◆ **Material for this task**:

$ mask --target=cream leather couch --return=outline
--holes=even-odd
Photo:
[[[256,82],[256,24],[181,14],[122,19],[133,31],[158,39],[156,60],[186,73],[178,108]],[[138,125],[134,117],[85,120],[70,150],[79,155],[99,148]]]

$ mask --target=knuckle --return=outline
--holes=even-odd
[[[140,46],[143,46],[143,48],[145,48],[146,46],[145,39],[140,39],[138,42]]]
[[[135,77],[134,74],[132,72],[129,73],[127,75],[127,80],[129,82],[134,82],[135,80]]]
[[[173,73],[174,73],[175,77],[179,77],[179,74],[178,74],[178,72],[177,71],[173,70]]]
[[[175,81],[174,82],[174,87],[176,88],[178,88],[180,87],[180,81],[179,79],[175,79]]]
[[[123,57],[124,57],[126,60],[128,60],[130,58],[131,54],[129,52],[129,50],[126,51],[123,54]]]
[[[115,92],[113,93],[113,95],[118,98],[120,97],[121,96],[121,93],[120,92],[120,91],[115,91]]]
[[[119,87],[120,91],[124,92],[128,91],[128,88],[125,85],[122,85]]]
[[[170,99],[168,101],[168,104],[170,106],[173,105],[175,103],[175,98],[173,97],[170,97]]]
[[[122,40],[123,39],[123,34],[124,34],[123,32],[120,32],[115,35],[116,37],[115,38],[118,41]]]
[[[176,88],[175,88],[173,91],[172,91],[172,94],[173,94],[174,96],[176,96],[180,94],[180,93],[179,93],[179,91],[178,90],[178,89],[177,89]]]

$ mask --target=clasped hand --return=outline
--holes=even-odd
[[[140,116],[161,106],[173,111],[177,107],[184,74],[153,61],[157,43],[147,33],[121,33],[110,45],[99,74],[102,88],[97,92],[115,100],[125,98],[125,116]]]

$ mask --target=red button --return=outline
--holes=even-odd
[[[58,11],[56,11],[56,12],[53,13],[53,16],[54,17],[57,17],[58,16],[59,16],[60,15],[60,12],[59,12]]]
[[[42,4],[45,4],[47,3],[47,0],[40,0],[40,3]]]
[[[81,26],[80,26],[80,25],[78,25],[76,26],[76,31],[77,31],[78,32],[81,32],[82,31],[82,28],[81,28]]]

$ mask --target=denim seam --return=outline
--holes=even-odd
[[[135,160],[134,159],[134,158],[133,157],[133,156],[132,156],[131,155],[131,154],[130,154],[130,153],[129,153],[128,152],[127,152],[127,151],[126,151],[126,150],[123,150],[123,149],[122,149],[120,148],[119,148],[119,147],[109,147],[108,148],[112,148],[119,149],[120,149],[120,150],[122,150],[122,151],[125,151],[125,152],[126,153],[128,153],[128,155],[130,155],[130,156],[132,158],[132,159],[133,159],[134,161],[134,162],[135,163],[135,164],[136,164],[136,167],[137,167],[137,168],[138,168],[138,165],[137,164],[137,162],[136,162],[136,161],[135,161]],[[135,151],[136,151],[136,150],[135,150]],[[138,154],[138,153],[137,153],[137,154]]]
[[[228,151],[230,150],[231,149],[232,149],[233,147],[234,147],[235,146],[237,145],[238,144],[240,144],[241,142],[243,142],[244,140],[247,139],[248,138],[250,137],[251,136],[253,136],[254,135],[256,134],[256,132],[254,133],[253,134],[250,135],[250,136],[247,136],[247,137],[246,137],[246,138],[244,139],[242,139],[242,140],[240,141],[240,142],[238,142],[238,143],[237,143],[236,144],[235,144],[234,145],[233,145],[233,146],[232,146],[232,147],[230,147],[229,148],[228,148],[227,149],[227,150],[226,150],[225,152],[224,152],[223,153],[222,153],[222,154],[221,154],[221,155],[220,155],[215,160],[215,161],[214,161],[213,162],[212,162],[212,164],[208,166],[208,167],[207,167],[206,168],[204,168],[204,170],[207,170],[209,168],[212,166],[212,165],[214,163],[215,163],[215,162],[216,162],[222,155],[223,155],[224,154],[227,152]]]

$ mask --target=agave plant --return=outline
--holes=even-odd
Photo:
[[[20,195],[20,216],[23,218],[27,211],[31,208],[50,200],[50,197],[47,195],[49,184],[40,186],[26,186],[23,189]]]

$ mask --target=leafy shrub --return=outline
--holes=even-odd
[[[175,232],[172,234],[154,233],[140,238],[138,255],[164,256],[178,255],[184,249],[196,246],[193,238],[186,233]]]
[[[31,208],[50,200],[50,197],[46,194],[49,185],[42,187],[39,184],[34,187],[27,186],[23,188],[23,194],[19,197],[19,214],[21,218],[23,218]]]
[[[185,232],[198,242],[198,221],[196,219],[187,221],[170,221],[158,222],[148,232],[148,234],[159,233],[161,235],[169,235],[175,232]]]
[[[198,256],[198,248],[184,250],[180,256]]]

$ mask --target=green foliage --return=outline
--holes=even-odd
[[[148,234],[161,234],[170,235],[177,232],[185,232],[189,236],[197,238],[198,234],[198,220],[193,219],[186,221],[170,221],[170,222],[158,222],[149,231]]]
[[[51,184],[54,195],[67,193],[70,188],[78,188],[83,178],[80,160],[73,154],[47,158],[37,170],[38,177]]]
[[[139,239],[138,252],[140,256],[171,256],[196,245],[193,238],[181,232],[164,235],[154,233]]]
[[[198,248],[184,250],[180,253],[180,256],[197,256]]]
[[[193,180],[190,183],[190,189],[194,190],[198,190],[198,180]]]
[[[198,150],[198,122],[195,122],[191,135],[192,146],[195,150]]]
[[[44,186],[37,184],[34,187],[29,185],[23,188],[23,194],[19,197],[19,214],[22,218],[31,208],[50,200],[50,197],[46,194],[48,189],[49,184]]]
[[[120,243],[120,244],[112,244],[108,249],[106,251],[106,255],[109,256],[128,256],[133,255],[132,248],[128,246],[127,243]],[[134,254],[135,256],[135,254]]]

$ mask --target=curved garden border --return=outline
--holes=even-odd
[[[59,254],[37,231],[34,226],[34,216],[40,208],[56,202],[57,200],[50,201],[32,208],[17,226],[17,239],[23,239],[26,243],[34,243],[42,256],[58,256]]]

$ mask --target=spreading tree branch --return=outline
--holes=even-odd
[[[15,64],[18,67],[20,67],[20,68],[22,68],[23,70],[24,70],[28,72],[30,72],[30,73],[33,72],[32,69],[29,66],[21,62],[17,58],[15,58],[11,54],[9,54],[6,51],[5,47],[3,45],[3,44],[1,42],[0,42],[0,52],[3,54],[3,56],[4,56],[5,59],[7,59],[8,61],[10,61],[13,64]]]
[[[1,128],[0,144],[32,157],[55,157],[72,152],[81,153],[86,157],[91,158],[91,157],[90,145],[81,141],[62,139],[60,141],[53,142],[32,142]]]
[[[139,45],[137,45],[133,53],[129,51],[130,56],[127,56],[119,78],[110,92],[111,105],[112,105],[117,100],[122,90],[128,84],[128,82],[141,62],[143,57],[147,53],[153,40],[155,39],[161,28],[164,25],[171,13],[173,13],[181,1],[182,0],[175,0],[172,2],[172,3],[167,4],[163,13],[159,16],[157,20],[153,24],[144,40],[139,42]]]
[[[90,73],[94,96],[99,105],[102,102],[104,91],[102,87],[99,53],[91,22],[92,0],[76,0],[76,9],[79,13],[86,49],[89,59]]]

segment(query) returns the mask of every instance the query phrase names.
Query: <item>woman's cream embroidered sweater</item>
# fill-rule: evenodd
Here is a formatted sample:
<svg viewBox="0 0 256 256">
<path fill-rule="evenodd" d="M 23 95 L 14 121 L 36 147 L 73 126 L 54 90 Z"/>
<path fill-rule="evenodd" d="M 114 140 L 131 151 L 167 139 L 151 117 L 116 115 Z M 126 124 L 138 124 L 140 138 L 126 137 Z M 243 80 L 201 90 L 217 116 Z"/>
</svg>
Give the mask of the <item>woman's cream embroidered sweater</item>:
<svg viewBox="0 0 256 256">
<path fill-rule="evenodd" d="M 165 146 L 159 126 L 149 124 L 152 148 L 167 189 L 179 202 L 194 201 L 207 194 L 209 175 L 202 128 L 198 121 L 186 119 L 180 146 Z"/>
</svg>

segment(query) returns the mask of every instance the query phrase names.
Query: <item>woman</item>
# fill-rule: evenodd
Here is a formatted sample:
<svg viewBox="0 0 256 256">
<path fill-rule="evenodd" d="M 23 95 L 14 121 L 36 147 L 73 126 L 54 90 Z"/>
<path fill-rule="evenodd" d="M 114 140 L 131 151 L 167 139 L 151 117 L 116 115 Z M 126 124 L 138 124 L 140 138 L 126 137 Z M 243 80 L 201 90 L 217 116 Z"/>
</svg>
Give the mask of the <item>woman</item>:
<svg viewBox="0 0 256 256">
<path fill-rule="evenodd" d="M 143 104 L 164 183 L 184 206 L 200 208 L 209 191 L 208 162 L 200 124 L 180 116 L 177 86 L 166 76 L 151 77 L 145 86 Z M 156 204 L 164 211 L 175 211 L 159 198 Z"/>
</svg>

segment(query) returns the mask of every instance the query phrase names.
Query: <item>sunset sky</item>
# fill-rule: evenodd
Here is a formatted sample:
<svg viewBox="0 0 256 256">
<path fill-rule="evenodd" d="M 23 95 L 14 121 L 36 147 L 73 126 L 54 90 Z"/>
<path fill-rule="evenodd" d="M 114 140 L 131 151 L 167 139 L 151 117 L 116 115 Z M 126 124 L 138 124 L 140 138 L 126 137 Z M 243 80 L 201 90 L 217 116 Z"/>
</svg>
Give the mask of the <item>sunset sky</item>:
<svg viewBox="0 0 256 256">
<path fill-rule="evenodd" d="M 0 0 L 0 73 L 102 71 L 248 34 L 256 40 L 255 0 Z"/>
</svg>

◆ **Goal**:
Identify every line in the data above that contains the string "item", and copy each of those lines. Letter case counts.

◆ **Final answer**:
Query: <item>woman's cream embroidered sweater</item>
Give the mask of the <item>woman's cream embroidered sweater</item>:
Query: <item>woman</item>
Give the mask of the <item>woman</item>:
Query: <item>sunset sky</item>
Give the mask of the <item>sunset sky</item>:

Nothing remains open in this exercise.